> **CUPLIKAN TEKS**:
Scroll ke bawah untuk membaca berita

Logo
Seni

Instalasi Bambu Seniman Indonesia Buat Kagum Warga Frankfurt

Bambu-bambu buatan seniman Indonesa Joko Avianto itu dipasang di sebuah kafe di Fankfurt menyerupai empat naungan pohon beringin besar.

10 Oktober 2015 | 17.23 WIB

Pameran seni instalasi bambu karya Joko Avianto di Frankfurt. TEMPO/Seno Joko
Perbesar
Pameran seni instalasi bambu karya Joko Avianto di Frankfurt. TEMPO/Seno Joko

Baca berita dengan sedikit iklan, klik di sini

Logo

TEMPO.CO, Frankfurt - Lonceng gereja berdentang terdengar di kawasan Romerberg, Frankfurt. Kawasan yang telah ada sejak zaman imperium  Romawi dan penuh bangunan  tua-tua itu selalu dipenuhi turis. Para wisatawan biasanya berkumpul di plaza di depan gereja  Altai Nikolai Kirche (Protestan Paris Chuch) di sekitar  air mancur dewi kedilan yang kedua tangannya membawa  pedang dan neraca.

Tapi ada pemandangan agak lain di kawasan plaza Romersberg bulan-bulan ini. Di kafe Frankfurter Kunstverein, letaknya tak jauh dari Museum Schirn Kunsthalle Frankfurt dan juga Katedral Frankfurt yang megah, pengunjung dapat melihat sebuah  instalasi bambu yang memikat. Bambu-bambu itu menutupi hampir separuh  sisi muka kafe kecuali pintu masuk dan jendela-jendelanya.

> **BAHAN**:

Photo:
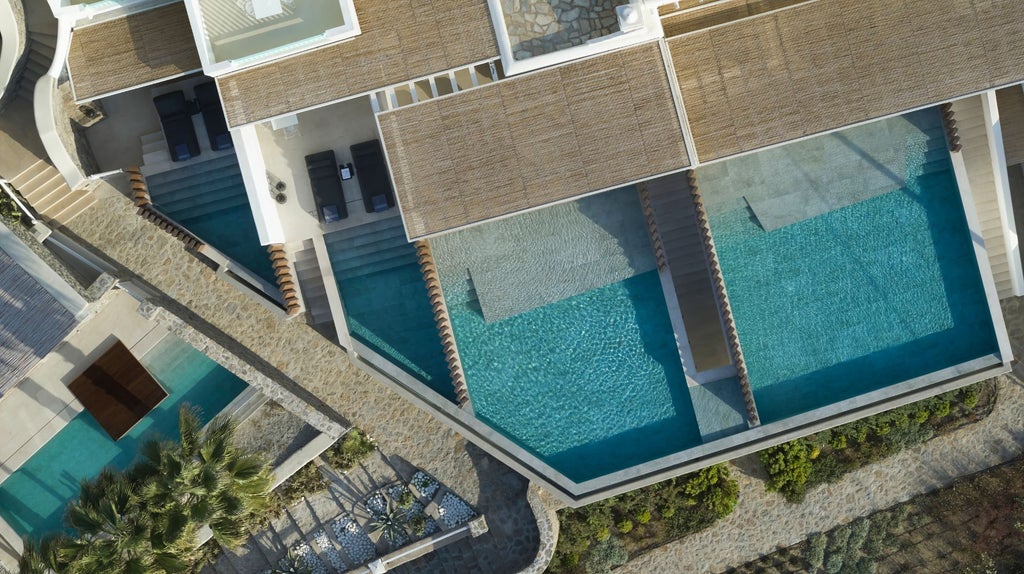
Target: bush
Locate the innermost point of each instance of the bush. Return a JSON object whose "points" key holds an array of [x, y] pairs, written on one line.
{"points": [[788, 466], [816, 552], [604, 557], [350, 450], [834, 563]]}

---

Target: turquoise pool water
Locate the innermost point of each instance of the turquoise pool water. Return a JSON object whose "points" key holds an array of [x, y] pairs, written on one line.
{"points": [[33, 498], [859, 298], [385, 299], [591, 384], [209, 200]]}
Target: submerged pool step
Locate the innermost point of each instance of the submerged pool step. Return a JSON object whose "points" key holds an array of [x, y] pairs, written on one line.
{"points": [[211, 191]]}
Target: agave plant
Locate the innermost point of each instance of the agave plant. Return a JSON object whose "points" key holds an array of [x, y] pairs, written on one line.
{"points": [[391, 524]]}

> **PETUNJUK TUGAS**: Ketik ulang seluruh artikel tentang instalasi bambu di Frankfurt di atas tanpa mengubah satu huruf pun.

> **HASIL LATIHAN**:
Scroll ke bawah untuk membaca berita

Logo
Seni

Instalasi Bambu Seniman Indonesia Buat Kagum Warga Frankfurt

Bambu-bambu buatan seniman Indonesa Joko Avianto itu dipasang di sebuah kafe di Fankfurt menyerupai empat naungan pohon beringin besar.

10 Oktober 2015 | 17.23 WIB

Pameran seni instalasi bambu karya Joko Avianto di Frankfurt. TEMPO/Seno Joko
Perbesar
Pameran seni instalasi bambu karya Joko Avianto di Frankfurt. TEMPO/Seno Joko

Baca berita dengan sedikit iklan, klik di sini

Logo

TEMPO.CO, Frankfurt - Lonceng gereja berdentang terdengar di kawasan Romerberg, Frankfurt. Kawasan yang telah ada sejak zaman imperium  Romawi dan penuh bangunan  tua-tua itu selalu dipenuhi turis. Para wisatawan biasanya berkumpul di plaza di depan gereja  Altai Nikolai Kirche (Protestan Paris Chuch) di sekitar  air mancur dewi kedilan yang kedua tangannya membawa  pedang dan neraca.

Tapi ada pemandangan agak lain di kawasan plaza Romersberg bulan-bulan ini. Di kafe Frankfurter Kunstverein, letaknya tak jauh dari Museum Schirn Kunsthalle Frankfurt dan juga Katedral Frankfurt yang megah, pengunjung dapat melihat sebuah  instalasi bambu yang memikat. Bambu-bambu itu menutupi hampir separuh  sisi muka kafe kecuali pintu masuk dan jendela-jendelanya.